Look below for the line with "locate the metal pole in the photo below". Extract that line and each one after it through the last, word for word.

▶ **DATA IN THIS EXERCISE**:
○ ○ ○ ○

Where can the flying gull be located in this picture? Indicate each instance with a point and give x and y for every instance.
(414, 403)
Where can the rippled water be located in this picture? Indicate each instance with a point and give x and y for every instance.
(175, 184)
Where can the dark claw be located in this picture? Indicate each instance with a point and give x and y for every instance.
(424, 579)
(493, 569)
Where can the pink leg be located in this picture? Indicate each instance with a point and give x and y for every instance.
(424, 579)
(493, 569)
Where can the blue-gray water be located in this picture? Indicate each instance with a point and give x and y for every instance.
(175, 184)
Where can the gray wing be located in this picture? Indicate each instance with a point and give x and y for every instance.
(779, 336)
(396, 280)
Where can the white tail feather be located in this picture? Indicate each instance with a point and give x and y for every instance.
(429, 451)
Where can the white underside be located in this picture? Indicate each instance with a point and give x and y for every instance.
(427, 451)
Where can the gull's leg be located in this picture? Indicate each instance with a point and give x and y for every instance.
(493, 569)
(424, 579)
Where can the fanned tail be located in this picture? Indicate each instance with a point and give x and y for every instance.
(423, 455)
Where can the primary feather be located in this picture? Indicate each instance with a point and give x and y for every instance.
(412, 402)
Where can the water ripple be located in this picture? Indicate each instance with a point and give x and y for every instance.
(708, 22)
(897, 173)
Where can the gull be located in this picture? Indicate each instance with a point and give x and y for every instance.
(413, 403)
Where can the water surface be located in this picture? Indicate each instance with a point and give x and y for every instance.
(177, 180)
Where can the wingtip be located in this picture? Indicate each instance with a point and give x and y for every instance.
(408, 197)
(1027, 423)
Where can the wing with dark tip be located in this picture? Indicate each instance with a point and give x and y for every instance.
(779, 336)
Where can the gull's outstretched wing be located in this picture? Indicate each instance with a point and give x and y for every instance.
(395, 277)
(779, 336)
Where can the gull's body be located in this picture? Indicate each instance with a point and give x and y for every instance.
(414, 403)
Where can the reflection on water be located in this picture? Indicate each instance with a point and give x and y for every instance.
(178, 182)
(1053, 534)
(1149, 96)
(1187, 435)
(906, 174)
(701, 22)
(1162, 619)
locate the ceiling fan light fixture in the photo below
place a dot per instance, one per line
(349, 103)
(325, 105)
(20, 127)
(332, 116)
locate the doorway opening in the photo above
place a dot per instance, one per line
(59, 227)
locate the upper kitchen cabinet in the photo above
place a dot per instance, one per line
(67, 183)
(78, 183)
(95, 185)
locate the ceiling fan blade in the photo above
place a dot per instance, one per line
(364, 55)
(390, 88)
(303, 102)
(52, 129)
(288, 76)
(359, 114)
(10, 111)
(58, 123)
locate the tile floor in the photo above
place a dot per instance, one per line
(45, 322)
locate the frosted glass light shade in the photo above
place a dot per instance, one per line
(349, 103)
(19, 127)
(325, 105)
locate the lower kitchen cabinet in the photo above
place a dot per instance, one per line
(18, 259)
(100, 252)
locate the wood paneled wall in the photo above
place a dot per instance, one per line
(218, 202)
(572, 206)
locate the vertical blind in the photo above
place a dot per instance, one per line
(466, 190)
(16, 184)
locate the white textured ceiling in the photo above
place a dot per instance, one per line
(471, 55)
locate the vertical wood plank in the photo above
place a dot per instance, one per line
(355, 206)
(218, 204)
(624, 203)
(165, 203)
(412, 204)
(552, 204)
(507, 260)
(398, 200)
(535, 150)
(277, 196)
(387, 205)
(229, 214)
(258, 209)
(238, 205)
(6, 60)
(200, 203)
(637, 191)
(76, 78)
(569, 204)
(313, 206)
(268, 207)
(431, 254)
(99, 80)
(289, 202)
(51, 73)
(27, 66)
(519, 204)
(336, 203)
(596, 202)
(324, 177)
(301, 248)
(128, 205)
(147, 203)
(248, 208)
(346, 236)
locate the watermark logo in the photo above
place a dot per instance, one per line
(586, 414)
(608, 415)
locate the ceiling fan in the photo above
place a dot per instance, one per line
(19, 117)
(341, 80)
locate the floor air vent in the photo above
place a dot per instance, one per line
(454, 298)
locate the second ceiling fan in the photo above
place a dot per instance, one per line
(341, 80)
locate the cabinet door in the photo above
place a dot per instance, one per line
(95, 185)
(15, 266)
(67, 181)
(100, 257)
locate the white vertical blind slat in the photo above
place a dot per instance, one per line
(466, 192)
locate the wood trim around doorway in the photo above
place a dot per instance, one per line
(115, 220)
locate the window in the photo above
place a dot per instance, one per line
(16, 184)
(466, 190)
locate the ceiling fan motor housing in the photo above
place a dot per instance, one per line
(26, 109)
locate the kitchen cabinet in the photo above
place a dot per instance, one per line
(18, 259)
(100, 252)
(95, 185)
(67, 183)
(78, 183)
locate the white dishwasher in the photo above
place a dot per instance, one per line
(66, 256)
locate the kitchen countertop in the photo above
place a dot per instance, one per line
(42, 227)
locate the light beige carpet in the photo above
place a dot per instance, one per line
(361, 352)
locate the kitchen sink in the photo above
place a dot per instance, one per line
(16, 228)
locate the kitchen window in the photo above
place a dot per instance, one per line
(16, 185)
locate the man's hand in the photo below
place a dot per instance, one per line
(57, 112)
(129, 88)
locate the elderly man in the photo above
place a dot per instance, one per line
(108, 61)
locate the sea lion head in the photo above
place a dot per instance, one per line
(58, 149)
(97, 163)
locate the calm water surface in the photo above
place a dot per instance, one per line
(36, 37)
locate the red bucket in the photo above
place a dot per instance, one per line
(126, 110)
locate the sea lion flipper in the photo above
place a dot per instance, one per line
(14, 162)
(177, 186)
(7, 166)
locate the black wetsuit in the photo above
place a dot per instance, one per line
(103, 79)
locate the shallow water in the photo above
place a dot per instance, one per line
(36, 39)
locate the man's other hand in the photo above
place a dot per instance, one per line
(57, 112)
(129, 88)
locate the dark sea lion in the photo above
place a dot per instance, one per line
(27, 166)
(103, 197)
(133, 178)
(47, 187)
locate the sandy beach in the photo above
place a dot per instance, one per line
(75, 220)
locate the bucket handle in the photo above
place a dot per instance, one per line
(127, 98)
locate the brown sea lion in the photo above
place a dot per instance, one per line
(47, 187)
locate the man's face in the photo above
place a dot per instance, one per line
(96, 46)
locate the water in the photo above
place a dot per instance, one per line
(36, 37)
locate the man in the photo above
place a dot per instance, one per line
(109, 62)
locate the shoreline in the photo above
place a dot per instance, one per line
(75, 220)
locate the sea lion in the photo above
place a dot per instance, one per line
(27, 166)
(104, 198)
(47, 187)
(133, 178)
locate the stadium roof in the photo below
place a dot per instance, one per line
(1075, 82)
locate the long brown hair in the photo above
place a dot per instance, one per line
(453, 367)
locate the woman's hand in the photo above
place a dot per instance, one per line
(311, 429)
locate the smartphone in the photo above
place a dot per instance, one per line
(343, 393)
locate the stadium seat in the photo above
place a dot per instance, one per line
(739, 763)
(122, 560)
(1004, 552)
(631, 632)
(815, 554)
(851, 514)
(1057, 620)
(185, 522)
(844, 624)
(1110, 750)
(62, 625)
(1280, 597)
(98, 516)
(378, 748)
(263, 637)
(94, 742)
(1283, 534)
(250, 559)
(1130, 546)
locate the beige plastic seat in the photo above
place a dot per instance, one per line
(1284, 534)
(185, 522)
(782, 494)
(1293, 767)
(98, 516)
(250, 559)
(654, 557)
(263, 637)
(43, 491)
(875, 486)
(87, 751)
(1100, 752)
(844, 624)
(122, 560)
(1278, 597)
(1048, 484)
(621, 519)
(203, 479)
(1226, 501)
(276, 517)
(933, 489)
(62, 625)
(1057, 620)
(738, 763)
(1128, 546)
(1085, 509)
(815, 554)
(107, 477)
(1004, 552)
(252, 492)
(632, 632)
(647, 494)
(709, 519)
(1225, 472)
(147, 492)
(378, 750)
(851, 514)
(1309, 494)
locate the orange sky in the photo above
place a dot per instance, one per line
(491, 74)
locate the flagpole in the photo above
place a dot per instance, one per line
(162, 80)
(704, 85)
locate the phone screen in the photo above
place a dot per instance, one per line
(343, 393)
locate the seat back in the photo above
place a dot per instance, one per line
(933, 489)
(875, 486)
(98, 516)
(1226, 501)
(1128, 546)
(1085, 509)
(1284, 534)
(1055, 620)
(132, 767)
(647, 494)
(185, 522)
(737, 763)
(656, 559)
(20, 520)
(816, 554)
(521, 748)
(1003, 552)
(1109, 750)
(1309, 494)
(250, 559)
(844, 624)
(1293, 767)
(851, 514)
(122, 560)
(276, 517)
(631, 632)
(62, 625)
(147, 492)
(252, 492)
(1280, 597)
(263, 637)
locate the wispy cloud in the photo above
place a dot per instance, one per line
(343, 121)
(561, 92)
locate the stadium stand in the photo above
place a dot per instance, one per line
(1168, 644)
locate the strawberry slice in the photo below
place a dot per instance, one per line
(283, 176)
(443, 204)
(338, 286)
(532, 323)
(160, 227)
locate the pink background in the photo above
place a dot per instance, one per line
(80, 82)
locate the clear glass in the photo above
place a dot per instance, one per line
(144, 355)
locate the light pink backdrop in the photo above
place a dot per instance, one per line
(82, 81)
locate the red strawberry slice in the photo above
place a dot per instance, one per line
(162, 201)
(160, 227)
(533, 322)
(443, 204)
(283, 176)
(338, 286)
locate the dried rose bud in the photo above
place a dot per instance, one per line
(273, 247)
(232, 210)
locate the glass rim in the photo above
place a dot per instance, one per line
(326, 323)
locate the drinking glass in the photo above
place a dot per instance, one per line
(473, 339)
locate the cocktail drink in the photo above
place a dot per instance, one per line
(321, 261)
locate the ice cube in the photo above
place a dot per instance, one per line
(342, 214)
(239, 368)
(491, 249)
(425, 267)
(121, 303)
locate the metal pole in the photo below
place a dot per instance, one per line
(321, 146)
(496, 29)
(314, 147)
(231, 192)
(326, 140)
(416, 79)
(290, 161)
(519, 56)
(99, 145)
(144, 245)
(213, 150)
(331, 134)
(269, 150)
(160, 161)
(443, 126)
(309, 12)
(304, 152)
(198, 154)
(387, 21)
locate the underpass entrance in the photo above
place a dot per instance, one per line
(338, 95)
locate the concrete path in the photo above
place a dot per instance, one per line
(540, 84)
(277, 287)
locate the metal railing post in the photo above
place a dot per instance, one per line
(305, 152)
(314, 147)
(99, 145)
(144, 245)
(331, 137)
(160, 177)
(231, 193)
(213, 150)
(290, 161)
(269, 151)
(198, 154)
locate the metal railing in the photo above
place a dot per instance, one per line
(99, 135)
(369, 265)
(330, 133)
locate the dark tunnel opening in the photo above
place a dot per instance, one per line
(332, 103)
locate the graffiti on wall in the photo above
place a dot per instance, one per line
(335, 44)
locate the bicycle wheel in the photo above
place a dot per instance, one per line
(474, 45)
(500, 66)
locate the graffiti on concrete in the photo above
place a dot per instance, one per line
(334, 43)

○ ○ ○ ○

▶ **EXPECTED OUTPUT**:
locate the metal pole in the photo below
place a dot per instance, one per line
(321, 146)
(496, 29)
(314, 147)
(231, 192)
(326, 140)
(416, 79)
(290, 161)
(519, 56)
(99, 145)
(144, 245)
(213, 150)
(331, 134)
(269, 150)
(160, 161)
(443, 126)
(309, 12)
(304, 152)
(198, 154)
(387, 21)
locate the underpass entrance in the photo above
place a dot per instance, one per line
(338, 95)
locate the concrete path in the photo above
place a dot per instance, one per line
(540, 84)
(277, 287)
locate the metal railing post in the photo above
place a dot per instance, one per line
(305, 152)
(314, 147)
(99, 145)
(144, 245)
(331, 137)
(160, 177)
(231, 193)
(213, 150)
(290, 161)
(269, 151)
(198, 154)
locate the metal railing in the photo above
place a dot per instance, one per line
(99, 135)
(369, 265)
(330, 133)
locate the dark tunnel opening in the photo above
place a dot per instance, one per line
(332, 103)
locate the graffiti on wall in the photo above
place a dot per instance, one per line
(335, 44)
locate the bicycle wheel in the photo above
place a dot per instance, one per line
(474, 45)
(500, 66)
locate the graffiti on concrete in the photo above
place a dot per instance, one per line
(334, 43)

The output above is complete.